▶ **GOAL OF THE EXERCISE**:
In this material, which lines include the string "below"? Show them.

[INFORMATION SHOWN — start]

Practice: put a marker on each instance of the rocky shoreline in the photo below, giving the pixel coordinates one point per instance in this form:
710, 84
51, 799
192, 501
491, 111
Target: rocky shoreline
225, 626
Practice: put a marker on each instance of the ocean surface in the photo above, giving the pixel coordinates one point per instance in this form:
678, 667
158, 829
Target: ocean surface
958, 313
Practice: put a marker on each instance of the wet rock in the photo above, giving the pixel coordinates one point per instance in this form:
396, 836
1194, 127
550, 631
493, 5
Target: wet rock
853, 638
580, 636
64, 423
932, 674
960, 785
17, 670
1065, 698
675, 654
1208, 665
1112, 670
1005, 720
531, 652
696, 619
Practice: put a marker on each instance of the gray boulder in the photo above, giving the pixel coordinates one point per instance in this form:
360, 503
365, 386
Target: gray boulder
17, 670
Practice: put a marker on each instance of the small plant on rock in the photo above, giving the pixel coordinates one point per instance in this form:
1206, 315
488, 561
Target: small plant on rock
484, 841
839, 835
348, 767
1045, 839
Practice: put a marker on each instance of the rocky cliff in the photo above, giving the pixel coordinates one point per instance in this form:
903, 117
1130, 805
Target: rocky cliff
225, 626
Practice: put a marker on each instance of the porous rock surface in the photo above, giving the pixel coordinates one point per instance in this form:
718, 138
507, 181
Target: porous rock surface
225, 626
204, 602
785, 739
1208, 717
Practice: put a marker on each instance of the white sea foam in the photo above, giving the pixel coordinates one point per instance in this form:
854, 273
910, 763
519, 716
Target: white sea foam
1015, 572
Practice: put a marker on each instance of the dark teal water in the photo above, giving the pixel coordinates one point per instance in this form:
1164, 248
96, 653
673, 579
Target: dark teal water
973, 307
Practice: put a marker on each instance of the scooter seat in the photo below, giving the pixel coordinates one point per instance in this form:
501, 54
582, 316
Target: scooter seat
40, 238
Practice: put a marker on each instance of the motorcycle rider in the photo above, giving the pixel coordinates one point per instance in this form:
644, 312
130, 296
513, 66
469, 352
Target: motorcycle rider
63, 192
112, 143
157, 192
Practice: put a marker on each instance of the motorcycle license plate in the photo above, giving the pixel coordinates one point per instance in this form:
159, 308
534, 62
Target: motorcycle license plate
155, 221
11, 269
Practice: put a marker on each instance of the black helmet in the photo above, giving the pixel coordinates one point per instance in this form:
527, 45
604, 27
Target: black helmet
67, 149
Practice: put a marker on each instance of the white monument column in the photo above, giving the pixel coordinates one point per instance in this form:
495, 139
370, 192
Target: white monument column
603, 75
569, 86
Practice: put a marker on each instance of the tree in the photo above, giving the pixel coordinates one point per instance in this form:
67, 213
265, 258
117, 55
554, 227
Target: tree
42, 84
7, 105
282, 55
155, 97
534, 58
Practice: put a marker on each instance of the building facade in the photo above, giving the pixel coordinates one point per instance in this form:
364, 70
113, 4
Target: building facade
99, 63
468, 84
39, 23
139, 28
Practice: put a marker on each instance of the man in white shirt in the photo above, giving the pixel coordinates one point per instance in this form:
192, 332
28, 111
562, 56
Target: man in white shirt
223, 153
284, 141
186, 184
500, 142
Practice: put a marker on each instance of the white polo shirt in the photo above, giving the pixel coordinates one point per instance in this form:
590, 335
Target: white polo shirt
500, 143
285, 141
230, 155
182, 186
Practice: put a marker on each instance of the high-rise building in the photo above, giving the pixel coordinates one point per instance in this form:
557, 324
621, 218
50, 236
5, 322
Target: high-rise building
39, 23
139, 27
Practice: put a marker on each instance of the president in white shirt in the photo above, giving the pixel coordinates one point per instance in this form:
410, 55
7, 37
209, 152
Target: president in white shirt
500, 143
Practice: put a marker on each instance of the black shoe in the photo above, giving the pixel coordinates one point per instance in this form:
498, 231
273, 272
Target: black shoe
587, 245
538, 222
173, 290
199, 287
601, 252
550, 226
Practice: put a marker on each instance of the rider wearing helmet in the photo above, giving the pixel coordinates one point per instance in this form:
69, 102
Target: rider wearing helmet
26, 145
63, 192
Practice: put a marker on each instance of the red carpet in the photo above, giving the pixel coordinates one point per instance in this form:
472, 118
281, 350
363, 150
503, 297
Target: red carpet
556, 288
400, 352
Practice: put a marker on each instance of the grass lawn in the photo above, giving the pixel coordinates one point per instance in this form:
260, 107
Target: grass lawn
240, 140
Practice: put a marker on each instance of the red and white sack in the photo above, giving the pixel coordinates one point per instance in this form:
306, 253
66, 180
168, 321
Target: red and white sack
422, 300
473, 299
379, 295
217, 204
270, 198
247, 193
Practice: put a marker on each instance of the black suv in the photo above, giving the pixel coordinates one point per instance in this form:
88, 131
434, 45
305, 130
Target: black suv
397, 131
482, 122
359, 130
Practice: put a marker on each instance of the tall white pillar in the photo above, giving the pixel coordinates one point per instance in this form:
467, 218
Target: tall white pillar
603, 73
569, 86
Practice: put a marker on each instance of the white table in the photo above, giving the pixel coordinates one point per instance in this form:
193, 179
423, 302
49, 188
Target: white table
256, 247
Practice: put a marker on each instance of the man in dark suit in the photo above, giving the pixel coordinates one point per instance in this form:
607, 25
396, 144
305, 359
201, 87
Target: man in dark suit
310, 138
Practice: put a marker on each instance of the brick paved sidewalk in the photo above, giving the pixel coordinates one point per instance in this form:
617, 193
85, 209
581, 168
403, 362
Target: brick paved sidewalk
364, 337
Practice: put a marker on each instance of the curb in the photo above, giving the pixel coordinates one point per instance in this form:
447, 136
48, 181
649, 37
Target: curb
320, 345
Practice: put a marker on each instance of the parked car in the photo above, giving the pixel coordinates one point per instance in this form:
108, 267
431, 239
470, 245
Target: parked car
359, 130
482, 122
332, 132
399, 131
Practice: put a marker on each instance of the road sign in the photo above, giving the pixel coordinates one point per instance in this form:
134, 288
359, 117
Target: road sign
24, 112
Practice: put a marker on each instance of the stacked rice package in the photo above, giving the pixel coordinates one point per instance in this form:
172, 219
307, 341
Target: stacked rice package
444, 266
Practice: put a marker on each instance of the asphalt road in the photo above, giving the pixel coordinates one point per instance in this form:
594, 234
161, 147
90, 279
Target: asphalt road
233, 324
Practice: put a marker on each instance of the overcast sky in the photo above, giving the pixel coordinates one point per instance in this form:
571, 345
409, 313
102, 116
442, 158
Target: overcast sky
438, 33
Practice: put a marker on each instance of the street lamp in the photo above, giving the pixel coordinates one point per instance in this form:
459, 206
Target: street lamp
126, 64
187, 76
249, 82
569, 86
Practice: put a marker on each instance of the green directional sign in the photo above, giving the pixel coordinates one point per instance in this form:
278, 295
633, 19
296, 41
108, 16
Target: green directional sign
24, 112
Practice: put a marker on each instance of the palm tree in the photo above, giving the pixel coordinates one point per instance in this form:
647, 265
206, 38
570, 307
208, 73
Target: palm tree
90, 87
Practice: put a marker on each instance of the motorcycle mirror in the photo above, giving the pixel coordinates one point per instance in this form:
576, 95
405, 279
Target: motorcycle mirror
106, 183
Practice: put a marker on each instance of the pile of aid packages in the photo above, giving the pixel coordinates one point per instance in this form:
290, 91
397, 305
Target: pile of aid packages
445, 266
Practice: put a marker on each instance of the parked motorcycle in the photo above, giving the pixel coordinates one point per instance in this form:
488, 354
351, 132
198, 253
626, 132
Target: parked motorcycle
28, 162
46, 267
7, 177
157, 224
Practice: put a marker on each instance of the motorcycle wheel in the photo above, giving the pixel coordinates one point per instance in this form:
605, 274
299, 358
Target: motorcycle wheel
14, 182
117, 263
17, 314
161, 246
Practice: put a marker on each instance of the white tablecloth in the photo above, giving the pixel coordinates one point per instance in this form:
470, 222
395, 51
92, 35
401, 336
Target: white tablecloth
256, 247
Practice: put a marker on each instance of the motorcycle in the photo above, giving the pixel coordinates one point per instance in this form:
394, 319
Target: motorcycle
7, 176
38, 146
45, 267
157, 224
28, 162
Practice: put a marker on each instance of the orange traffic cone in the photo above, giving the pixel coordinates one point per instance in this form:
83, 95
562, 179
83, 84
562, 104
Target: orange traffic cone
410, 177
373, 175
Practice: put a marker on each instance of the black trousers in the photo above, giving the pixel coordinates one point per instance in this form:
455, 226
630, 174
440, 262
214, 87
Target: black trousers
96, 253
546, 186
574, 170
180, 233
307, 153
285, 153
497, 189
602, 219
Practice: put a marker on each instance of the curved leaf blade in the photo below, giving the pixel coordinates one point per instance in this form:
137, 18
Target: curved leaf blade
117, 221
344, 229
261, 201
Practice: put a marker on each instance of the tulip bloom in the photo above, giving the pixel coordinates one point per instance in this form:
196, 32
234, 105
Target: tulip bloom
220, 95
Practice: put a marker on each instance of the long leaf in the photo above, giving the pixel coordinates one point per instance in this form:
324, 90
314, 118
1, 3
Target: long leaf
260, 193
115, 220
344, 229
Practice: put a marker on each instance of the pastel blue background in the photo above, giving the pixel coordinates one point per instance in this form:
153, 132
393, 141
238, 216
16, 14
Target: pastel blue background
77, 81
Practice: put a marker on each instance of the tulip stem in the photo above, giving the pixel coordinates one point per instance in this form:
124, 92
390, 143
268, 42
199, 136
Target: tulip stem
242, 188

[INFORMATION SHOWN — finish]

▶ **THE ANSWER**:
Practice: put a marker on each instance of the rocky shoreline in the photo below, giving the pixel coordinates one point per instance in this form:
Practice: put a marker on each instance of the scooter seat in the photo below, giving the pixel coordinates one point per instance in this form:
Practice: put a marker on each instance of the curved leaf blade in the photo below, giving the pixel coordinates one point per instance in this form:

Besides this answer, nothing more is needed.